**RECORDS SUPPLIED**

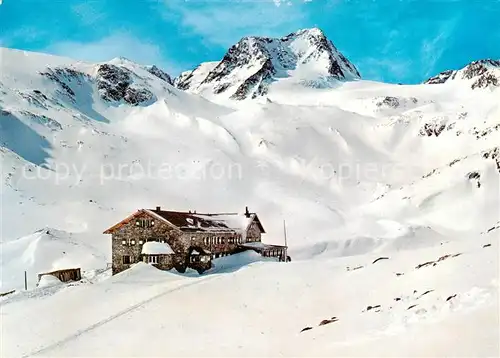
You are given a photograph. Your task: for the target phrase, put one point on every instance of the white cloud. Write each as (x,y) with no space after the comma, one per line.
(116,45)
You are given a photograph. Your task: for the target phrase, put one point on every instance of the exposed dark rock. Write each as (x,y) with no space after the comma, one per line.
(266,59)
(431,129)
(380,258)
(43,120)
(160,74)
(440,78)
(328,321)
(426,292)
(115,84)
(65,78)
(451,297)
(428,263)
(479,70)
(354,268)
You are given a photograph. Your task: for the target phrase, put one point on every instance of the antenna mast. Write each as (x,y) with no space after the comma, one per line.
(286,246)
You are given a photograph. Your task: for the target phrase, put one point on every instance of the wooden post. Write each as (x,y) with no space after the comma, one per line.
(286,247)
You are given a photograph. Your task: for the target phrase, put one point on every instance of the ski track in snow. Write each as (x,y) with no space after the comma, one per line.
(46,349)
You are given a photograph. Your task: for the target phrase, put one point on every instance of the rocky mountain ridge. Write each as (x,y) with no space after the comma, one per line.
(481,74)
(252,64)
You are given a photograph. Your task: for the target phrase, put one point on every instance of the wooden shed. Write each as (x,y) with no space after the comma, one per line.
(73,274)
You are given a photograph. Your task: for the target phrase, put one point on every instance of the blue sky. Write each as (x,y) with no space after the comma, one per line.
(391,40)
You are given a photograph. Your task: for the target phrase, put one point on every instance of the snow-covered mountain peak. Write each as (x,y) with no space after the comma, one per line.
(251,65)
(477,74)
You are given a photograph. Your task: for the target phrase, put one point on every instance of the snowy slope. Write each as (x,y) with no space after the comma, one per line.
(251,66)
(477,74)
(359,170)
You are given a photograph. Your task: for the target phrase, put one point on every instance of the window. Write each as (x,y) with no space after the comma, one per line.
(145,223)
(153,259)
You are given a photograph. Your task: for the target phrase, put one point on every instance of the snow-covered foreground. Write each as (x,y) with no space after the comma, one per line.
(450,308)
(360,171)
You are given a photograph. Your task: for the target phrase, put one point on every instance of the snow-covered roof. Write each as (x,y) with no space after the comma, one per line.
(187,221)
(260,245)
(156,248)
(192,222)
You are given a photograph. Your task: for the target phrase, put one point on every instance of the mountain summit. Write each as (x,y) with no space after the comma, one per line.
(252,64)
(480,74)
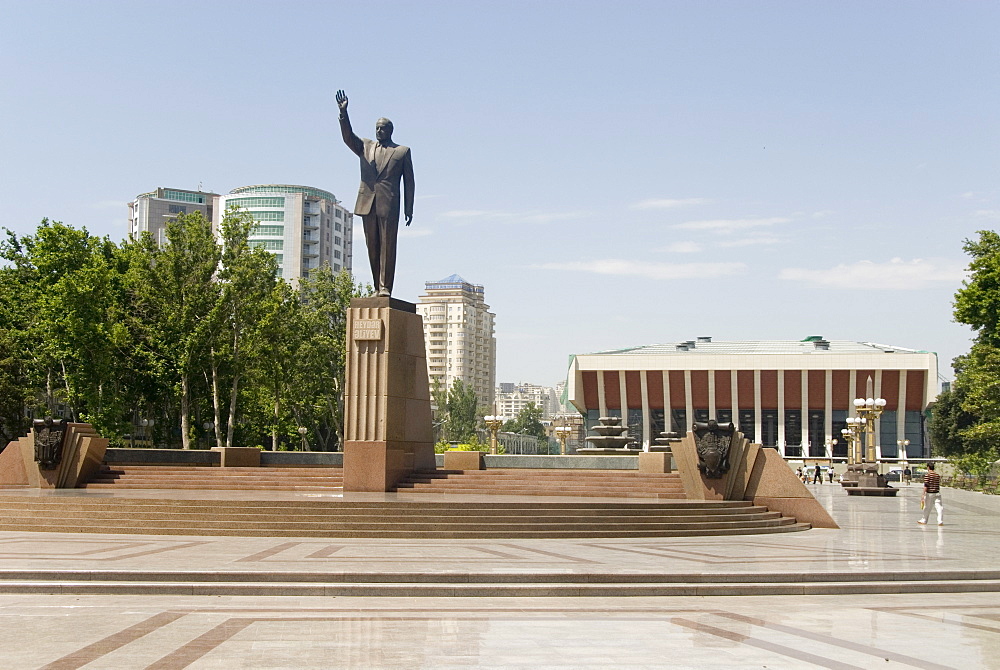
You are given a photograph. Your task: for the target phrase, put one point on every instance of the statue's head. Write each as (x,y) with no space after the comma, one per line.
(383,130)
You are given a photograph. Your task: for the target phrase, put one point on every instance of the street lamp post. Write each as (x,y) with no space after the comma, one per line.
(855,428)
(493,423)
(869,410)
(830,444)
(562,432)
(209,426)
(902,455)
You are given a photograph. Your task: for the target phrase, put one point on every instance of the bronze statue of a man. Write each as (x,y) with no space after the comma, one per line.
(383,164)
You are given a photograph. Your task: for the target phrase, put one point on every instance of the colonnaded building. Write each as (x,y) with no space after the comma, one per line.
(301,226)
(791,395)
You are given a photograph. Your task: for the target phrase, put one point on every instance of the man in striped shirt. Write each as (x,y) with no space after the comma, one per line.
(932,495)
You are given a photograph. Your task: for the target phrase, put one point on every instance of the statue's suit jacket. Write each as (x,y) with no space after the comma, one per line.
(380,180)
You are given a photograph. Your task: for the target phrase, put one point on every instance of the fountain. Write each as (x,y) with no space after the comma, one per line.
(610,438)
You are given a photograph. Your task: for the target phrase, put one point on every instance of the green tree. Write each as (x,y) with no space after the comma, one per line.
(461,412)
(527,422)
(175,294)
(966,421)
(948,421)
(316,397)
(246,284)
(977,303)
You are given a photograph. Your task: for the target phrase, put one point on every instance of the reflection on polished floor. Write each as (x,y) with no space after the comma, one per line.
(105,601)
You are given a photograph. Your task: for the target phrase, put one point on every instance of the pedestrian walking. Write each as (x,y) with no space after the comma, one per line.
(931,495)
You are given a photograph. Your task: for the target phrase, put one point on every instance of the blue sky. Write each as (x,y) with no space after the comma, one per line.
(614,174)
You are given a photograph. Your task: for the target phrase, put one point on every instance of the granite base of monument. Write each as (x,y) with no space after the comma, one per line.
(80,453)
(755,474)
(387,406)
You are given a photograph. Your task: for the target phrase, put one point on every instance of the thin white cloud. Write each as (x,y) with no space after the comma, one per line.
(537,217)
(731,225)
(631,268)
(894,275)
(667,203)
(750,241)
(681,248)
(415,232)
(466,213)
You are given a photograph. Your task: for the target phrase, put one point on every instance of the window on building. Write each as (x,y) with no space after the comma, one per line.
(679,422)
(839,423)
(271,245)
(817,438)
(769,428)
(793,432)
(747,426)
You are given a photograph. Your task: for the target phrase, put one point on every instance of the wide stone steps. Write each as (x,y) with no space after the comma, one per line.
(587,483)
(490,584)
(397,519)
(202,477)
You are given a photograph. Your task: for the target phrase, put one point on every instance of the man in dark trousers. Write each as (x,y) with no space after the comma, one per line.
(383,164)
(932,495)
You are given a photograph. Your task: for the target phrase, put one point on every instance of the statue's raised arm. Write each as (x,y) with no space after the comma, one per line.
(350,139)
(384,164)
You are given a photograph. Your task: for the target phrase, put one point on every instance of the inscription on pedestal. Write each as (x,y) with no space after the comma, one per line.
(367,329)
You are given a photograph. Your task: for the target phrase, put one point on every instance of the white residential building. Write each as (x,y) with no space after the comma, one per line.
(149,212)
(458,336)
(509,403)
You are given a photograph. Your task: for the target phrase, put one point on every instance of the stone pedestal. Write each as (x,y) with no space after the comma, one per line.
(464,460)
(82,454)
(387,406)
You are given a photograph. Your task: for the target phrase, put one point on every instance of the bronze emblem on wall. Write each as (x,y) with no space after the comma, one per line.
(49,436)
(712,441)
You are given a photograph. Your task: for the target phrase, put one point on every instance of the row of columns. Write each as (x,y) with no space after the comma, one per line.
(647,436)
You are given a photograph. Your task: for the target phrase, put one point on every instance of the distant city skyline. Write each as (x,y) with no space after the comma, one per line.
(640,174)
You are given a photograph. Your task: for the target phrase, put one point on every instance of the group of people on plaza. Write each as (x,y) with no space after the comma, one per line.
(931,494)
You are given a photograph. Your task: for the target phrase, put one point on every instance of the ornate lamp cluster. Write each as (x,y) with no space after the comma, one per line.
(493,423)
(869,410)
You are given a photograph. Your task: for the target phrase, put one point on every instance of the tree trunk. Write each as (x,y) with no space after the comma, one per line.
(216,401)
(274,428)
(185,412)
(232,411)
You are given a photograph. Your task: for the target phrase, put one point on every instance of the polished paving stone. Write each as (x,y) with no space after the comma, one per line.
(942,630)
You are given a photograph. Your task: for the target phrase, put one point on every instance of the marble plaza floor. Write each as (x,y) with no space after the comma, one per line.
(878,536)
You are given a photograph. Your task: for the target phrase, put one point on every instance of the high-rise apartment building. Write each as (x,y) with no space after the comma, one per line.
(149,212)
(303,227)
(458,335)
(509,403)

**INSTRUCTIONS TO FOLLOW**
Retype, exactly and only, the lines running from the one with "of the ornate" through the final line of the listing above.

**SOLUTION FOR THIS TASK**
You are given a photograph. Your task: for the target phrase, put one point on every instance of the ornate lamp cluster. Write each as (x,y) with no space after the comma, one per line.
(493,423)
(869,410)
You are given a photograph. Your task: for the target phrase, put one point on every instance of the tree trunk. Write each as (x,y) with no space after the comma, one per line.
(216,401)
(274,428)
(185,412)
(232,411)
You are given a photograph. Your task: for the target phrase, put one point on every instance of the polished paving stone. Write each as (x,y) with no space after the comma, one per line.
(942,630)
You are given a photograph. Your task: for the target phrase, put one point on every instance of the marble plaza floor. Write each as (x,y) with no space after the comma, one per line.
(878,536)
You are given a photograph. Your task: for the target phrase, put one point on every instance of the high-rise apartment building. Write each as (x,y) with no space after the comma, one per line.
(149,212)
(303,227)
(458,335)
(509,403)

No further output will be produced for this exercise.